• [Texte fourni]
Nous sommes en 1969 à Hadjar Narti, un village à deux jours et demi de bus de la capitale Khartoum, près duquel s'écoule le Nil nonchalant. Ses habitants y repêchent le corps d'une jeune femme non identifiée, alors que la radio du dispensaire annonce un coup d'État militaire à Khartoum ,un des nombreux coup d'état qui jalonneront l'histoire du pays dès son indépendance en 1956. Un cadavre dont personne ne sait la provenance et un destin inconnu pour le pays !

Une histoire où l'écrivain aborde une multitude de sujets concernant la politique, l'esclavage (abolie) masquée, la religion ,le sort de la femme et la priorité des intérêts de la famille sur ceux individuels, à travers des portraits très divers assez surprenants. Au village deux clans de bords politiques différents, les Nayers et les Bachir se disputent le pouvoir. Pourtant ils se marient entre eux et font souvent la fête ensemble. Leur principale ressource étant l'agriculture, leur unique intérêt commun consiste en ce que l'Etat leur fourni l'essence nécessaire pour leur culture de dattes. le reste concernant leur foi politique et religieux est assez ambigu. Une ambiguïté bien résumée par les pensées de l'aide soignant communiste qui a fuit Khartoum pour se réfugier dans ce village ignoré de tous ,
« Les choses ici semblaient ambiguës. Il ne savait pas comment distinguer précisément les bourgeois feudataires de la classe ouvrière. Qui était vraiment le peuple à Hadjar Narti ? Il avait acquis la ferme conviction qu'ils étaient tous des rétrogrades. Tous croyaient au confessionnalisme et au pouvoir fondé sur le religieux. Cependant, ils n'avaient pas l'air hostile. Ils étaient bons et calmes et aimaient passer du bon temps ensemble. Étaient-ce eux ses adversaires ? », en passant, des religieux qui boivent comme un trou.

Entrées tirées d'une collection

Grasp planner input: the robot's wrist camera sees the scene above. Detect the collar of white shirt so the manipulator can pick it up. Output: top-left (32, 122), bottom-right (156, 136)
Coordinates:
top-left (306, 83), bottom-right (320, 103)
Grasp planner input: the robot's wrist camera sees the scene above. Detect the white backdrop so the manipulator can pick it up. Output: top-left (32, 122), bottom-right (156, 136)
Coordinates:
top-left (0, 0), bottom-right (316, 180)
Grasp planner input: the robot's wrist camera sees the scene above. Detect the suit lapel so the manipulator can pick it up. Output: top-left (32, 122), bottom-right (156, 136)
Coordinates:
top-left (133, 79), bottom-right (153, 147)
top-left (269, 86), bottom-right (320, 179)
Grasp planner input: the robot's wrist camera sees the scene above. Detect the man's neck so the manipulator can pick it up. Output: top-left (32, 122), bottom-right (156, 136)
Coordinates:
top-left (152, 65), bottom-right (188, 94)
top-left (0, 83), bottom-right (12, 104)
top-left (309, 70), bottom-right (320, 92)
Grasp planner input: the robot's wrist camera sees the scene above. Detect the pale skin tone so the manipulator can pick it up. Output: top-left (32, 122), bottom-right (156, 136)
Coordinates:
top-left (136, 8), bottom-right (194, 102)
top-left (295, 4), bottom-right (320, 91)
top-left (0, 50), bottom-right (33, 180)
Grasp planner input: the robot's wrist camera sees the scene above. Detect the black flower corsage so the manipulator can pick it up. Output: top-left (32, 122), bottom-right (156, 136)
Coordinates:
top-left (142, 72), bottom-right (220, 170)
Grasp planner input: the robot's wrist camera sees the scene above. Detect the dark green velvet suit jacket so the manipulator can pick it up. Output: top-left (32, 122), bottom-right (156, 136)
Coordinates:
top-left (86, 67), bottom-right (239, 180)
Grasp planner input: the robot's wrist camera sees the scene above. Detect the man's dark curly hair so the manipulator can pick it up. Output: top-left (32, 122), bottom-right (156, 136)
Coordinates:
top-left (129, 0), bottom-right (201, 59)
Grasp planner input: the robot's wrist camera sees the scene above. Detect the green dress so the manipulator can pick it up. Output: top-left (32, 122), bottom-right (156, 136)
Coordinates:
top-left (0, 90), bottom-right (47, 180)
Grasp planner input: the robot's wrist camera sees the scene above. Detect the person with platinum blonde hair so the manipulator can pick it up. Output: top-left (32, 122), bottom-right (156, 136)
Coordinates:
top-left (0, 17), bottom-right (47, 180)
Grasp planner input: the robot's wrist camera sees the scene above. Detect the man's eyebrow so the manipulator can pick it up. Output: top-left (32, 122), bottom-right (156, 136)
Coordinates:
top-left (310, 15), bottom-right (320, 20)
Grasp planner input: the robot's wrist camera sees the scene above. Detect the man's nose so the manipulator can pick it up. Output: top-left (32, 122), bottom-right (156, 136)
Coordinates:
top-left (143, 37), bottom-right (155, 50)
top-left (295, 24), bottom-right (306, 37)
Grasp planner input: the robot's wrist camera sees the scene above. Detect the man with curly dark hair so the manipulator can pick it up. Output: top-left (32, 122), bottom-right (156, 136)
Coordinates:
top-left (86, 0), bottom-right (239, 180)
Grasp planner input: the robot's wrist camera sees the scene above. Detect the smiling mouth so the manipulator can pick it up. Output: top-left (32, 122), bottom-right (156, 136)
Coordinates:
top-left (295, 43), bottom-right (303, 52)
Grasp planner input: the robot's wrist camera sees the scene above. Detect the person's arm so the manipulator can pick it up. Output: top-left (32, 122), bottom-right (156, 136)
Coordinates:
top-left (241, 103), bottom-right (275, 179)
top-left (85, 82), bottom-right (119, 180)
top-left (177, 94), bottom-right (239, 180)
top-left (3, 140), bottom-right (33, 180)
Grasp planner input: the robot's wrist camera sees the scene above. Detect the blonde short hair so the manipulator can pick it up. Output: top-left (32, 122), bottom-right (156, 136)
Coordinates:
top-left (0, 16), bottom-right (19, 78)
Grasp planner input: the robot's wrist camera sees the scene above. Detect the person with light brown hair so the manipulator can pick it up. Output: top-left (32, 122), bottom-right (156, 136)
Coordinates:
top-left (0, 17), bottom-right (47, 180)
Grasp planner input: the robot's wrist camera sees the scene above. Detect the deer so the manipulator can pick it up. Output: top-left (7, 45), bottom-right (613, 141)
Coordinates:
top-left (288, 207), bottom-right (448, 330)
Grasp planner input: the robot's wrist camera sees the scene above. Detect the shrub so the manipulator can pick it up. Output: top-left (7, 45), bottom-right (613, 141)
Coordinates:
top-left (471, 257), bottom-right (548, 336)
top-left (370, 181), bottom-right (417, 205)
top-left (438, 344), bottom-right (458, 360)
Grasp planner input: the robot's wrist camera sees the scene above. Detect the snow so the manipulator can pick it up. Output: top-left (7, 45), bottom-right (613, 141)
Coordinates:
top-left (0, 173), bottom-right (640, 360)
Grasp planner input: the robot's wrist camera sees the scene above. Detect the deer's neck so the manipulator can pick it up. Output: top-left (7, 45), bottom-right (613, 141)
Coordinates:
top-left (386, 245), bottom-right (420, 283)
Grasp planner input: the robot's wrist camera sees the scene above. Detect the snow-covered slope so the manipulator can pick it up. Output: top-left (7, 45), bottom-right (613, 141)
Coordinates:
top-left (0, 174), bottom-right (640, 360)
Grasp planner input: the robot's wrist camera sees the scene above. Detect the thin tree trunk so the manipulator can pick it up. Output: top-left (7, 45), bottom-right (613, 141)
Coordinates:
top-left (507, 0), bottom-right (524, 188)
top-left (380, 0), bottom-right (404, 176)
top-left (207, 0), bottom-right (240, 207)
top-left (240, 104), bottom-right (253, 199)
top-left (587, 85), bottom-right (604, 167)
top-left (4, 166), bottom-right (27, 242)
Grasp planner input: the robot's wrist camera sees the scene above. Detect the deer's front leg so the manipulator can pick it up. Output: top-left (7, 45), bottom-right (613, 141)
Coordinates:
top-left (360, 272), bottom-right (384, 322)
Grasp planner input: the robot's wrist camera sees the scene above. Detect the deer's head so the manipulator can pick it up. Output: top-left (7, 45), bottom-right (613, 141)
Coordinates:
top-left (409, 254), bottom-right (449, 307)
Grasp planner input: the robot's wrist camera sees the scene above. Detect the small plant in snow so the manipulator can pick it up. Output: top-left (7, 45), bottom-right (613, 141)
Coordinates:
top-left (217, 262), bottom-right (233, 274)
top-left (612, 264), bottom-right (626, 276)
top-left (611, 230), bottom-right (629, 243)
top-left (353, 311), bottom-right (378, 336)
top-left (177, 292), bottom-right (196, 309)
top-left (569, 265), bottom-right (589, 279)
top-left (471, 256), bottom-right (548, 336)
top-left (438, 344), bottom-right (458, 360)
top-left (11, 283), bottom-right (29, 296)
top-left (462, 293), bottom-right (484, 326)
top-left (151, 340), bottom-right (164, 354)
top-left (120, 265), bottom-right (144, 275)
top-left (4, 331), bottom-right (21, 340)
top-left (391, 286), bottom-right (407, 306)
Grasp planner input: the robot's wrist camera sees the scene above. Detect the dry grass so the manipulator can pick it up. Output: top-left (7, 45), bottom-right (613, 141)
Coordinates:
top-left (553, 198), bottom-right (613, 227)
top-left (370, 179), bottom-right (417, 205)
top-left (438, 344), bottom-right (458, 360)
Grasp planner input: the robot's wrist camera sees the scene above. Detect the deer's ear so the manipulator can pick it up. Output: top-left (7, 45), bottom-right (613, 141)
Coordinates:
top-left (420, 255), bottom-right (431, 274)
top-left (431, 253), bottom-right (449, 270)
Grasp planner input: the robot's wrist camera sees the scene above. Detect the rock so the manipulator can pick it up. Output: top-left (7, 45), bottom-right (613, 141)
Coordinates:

• [Objectif] Poursuivez le texte sur le village soudanais de Hadjar Narti à partir de sa dernière phrase.

• [Réponse rédigée]
Les portraits de femmes sont aussi assez surprenantes et ambiguës. Entre la vieille Hadja Radia, épouse du maire et First Lady du village, aussi effrayante qu'une incendie de palmeraie, Abir la jeune fille de treize ans convoitée par tous les mâles du village et qui s'offre au premier venu, Dahab sa tante, esclave affranchie, la cinquantaine, courtisane du passé, reine du présent, et les petites filles de 11-12 ans entourées de prétendants qui se manifestent en vu de les épouser, uniquement Sakina Badri la femme de Bachir Nayer sauve la donne ….Quand aux hommes souvent d'une violence inouïe, sont pour les femmes de Hadjar Narti «  aussi crasseux que des semelles de chaussures, mais nul ne saurait rester pieds nus. »
Allusion aussi aux rîtes, certaines terrifiantes comme l'excision des jeunes filles et la scarification des joues des femmes , un ornement et une fierté (🧐???) .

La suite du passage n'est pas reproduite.